▶ DATA TO PROCESS
○ ○ ○ ○ ○

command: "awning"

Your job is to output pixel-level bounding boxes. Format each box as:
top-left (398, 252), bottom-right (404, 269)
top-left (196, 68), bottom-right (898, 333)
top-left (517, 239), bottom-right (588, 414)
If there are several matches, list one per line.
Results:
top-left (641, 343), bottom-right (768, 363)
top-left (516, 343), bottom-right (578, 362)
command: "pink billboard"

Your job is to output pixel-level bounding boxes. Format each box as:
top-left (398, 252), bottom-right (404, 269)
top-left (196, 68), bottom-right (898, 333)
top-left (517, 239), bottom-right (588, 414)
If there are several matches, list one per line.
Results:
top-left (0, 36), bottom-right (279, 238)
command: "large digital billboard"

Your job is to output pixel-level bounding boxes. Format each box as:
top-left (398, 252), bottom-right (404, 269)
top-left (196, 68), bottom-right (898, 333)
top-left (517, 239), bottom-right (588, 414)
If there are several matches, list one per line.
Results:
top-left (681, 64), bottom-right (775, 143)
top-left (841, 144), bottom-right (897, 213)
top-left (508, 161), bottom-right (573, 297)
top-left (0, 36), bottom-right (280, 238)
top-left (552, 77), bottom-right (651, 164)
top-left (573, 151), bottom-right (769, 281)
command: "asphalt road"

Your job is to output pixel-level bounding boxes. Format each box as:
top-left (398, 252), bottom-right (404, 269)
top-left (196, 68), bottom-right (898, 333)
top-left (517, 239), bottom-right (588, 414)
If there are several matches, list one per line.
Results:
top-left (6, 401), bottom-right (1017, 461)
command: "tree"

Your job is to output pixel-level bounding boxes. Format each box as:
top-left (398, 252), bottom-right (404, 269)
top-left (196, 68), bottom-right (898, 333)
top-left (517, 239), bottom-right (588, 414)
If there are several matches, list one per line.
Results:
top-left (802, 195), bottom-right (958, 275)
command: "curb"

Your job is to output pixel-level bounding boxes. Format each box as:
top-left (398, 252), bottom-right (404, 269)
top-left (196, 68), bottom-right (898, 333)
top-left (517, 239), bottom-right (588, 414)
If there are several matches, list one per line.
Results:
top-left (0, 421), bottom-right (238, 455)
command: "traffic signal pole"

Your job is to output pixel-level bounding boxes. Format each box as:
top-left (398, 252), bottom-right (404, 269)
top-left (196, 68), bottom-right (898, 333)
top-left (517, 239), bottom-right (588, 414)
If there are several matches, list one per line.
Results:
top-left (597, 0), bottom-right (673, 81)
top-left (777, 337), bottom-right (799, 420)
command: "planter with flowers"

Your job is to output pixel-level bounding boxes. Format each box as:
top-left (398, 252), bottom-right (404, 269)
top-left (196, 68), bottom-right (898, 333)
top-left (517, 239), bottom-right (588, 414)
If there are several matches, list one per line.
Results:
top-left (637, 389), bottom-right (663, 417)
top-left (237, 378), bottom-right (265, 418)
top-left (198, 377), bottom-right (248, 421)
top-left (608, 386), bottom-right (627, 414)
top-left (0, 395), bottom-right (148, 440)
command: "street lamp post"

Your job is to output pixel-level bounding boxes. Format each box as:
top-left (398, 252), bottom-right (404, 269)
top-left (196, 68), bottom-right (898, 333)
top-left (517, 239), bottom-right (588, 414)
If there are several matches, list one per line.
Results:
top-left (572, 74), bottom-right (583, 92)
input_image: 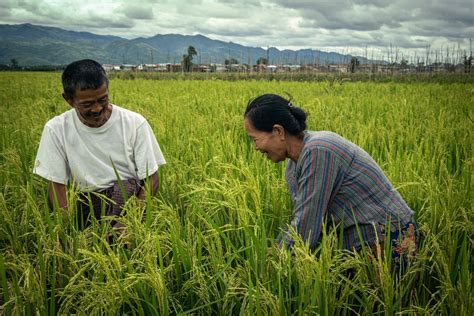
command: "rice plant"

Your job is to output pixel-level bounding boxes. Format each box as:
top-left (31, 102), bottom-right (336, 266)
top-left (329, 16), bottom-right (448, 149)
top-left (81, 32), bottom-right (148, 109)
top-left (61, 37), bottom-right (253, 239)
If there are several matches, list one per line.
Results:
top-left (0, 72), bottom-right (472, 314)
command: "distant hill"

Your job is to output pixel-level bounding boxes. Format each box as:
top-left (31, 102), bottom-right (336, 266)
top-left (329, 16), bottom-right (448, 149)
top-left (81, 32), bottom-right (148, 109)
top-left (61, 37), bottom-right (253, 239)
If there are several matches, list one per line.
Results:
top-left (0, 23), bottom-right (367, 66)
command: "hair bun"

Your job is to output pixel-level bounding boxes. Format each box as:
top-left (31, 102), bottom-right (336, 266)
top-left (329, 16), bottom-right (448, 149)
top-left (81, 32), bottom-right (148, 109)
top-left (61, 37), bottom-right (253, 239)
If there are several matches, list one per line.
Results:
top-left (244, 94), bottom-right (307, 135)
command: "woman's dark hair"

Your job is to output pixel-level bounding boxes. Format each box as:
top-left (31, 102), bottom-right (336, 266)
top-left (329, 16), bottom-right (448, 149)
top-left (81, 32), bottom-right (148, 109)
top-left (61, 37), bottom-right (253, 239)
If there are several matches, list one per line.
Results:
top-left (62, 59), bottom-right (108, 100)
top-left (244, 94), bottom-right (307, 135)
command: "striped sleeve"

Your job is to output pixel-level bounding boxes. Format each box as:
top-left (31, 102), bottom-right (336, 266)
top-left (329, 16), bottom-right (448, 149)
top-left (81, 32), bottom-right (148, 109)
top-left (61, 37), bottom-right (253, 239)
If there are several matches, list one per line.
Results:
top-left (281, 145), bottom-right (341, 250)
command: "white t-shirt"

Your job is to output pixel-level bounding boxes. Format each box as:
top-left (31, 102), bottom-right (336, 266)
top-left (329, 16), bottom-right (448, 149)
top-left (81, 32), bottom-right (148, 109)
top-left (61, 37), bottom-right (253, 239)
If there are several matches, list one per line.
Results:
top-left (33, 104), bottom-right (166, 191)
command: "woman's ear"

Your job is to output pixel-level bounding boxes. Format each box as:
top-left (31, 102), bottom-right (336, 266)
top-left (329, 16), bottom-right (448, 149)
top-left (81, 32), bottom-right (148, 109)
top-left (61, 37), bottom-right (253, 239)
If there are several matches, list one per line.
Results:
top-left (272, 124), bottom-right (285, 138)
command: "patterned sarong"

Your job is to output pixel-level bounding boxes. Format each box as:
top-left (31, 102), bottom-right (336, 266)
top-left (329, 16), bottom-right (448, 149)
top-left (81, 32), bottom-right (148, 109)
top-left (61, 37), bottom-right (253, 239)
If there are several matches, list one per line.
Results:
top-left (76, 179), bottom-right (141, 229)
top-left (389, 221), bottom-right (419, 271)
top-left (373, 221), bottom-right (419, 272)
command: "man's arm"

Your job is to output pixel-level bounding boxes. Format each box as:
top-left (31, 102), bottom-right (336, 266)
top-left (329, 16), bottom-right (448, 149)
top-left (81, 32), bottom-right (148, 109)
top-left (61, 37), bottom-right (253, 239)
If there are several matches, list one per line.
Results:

○ ○ ○ ○ ○

▶ WORK REQUIRED
Among the lines in the data above, find those containing "woman" and give only how many there are.

▶ ANSWER FOR THE TASK
2